Énoncé écrit 1 -
Pour chacune des affirmations suivantes, dites si elle concorde avec l'extrait sur Héliogabale, en citant mot pour mot les termes décisifs : (a) le règne d'Héliogabale a duré trente mois ; (b) Héliogabale était d'origine grecque ; (c) d'après l'Histoire Auguste, plusieurs invités sont morts de peur.
******
«Monstre», «affreux tyran», «pervers»… Le moins que l'on puisse dire, c'est que l'empereur romain Héliogabale (203-222) s'est taillé une réputation sordide dans les chroniques latines. En seulement trente mois d'un règne au parfum de scandale, il est entré au panthéon des empereurs sulfureux, dans la lignée des souverains dissolus qui auraient achevé la déchéance de Rome.
Le premier tort qu'il cause à la bonne société romaine est d'ordre religieux: syrien d'origine, Héliogabale importe une religion païenne centrée sur le culte du soleil. L'historien romain Dion Cassius dénonce ainsi «les sacrifices secrets qu'il lui offrait, immolant des enfants, recourant à des pratiques magiques», et détrônant surtout Jupiter, le roi des dieux.
Ce n'est pas le seul trait de sa personnalité à choquer ses contemporains. Au premier rang de ses faits d'armes, les festins orgiaques qu'il organise et où l'on se régale de crêtes de coq, de langues de paon ou de têtes de perroquets tropicaux. Des rencontres qui dégénèrent, paraît-il, en «parties fines» où la bisexualité fait loi. Doué d'un sens de l'humour douteux, Héliogabale servirait à ses convives de la nourriture en cire ou en pierre et ferait emprisonner ses camarades engourdis par la boisson dans les cages d'animaux sauvages. Les malheureux invités se réveillaient brusquement en compagnie d'un lion, d'un léopard ou d'un ours, et «la frayeur en fit mourir plusieurs», précise l'Histoire Auguste.
******
Énoncé écrit 2 -
Présentez toutes les lignes des enregistrements sous forme de tableau Markdown à deux colonnes, « N° » pour le numéro de la ligne et « Ligne » pour son texte, en omettant les lignes vides.

Matériel -
******
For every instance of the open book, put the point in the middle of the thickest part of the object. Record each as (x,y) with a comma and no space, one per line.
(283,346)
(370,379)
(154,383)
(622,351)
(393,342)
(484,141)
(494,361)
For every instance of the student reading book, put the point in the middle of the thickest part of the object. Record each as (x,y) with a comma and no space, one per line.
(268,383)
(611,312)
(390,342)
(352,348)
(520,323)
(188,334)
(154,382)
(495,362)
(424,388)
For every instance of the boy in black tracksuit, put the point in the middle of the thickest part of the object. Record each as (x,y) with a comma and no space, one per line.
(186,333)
******
Réponse complète 1 -
(a) Oui : « En seulement trente mois d'un règne au parfum de scandale ».
(b) Non : « syrien d'origine ».
(c) Oui : « la frayeur en fit mourir plusieurs ».

Réponse complète 2 -
| N° | Ligne |
|---|---|
| 1 | For every instance of the open book, put the point in the middle of the thickest part of the object. Record each as (x,y) with a comma and no space, one per line. |
| 2 | (283,346) |
| 3 | (370,379) |
| 4 | (154,383) |
| 5 | (622,351) |
| 6 | (393,342) |
| 7 | (484,141) |
| 8 | (494,361) |
| 9 | For every instance of the student reading book, put the point in the middle of the thickest part of the object. Record each as (x,y) with a comma and no space, one per line. |
| 10 | (268,383) |
| 11 | (611,312) |
| 12 | (390,342) |
| 13 | (352,348) |
| 14 | (520,323) |
| 15 | (188,334) |
| 16 | (154,382) |
| 17 | (495,362) |
| 18 | (424,388) |
| 19 | For every instance of the boy in black tracksuit, put the point in the middle of the thickest part of the object. Record each as (x,y) with a comma and no space, one per line. |
| 20 | (186,333) |